What is Cotton? - The History of Cotton Weaving and Fabric

Cotton grows in several places on the planet, but it has been familiar, cultivated, and used by different communities across the globe for centuries. Cotton is one of the most ancient textiles still widely used today and outside of garments, is a popular textile for curtains, blinds and soft furnishings. Historians, however, are unsure when humans began using it as a textile.


According to historians and scientists, cloth slices or written notes regarding cotton fibre dating back to 7,000 years. The scientists made the most ancient discovery in a Mexican cave, where they found cotton bits and pieces almost 7,000 years old. These remains were much like the ones cultivated in the U.S.A. today.


Archaeologists have even unearthed cloth remains in the Indus Valley, now in Pakistan, which belonged to 3000 B.C, where it was weaved and spun into fabric. At the same time, even Egypt, India, Peru, and China were also making cotton clothes.


In 1500 B.C., a Hindu Rig-Veda hymn referred cotton as threads in the loom. Cotton was first cultivated in India although it grew copiously in other parts of the world. It was only in 800 A.D when the cotton cloth entered Europe through the Arab merchants.


Upon discovering America in 1492, Columbus noticed cultivation of cotton in the Bahamas. By 1500, the plant was recognised throughout the world.



From 14th Century until the Industrial Revolution

By the 14th century, the farmers in the Mediterranean region were into cotton cultivation. The cultivated cotton fibre was then shipped to the Netherlands for spinning and weaving. In the early 1500s, cotton was cultivated by Native Americans. This was evident from the findings of the Coronado voyage during 1540-42. It is believed that the Spaniards planted cotton crops in 1556 in Florida and later in 1607 in Virginia. By 1616, colonists were found cultivating the plant in Virginia along the James River.


In the early 1700s during the peak of British Empire in England, it was illegal to manufacture or import cotton clothes. This law was implemented for protecting the robust wool and sheep industry of the British at that time. As a result, the cotton industry could not expand to the U.S. colonies although it was already introduced by the early 1600’s in North America.


It was only in 1730 that cotton was spun by machine first, in England. The early and late innovations in U.S along with the industrial revolution in England made its way to the vital reputation of cotton today, across the globe.


Before the onset of industrial revolution during the 1760s, production of textile was confined to the cottage industry where wool and flax fibres were used. A standard weaving unit consisted of a handloom run by an individual with the help of his boy, while his consort and other women used to make adequate yarn for that loom.


This know-how has existed for several centuries, which involve manual methods to fulfil the clothing needs adequately. However, the issue started when cotton made its way to imports, which disrupted the balance of supply and demand.


A home-based cotton industry flourished, which used raw materials imported from the colonies. Spinning and weaving were necessary for producing cotton goods from raw materials. This production happened in home-based, cottage industries.
........
STATED EXERCISE 1 -> In the cotton history text, in what year was cotton first spun by machine in England?
STATED EXERCISE 2 -> Copy the cotton history text word for word from "Before the onset" to "for that loom.".
The data has no connection to the cotton history text.

DATASET CONTENT ->
........
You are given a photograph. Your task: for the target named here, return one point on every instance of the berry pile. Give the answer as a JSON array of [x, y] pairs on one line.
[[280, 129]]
........
EXERCISE ANSWER 1 -> 1730

EXERCISE ANSWER 2 ->
Before the onset of industrial revolution during the 1760s, production of textile was confined to the cottage industry where wool and flax fibres were used. A standard weaving unit consisted of a handloom run by an individual with the help of his boy, while his consort and other women used to make adequate yarn for that loom.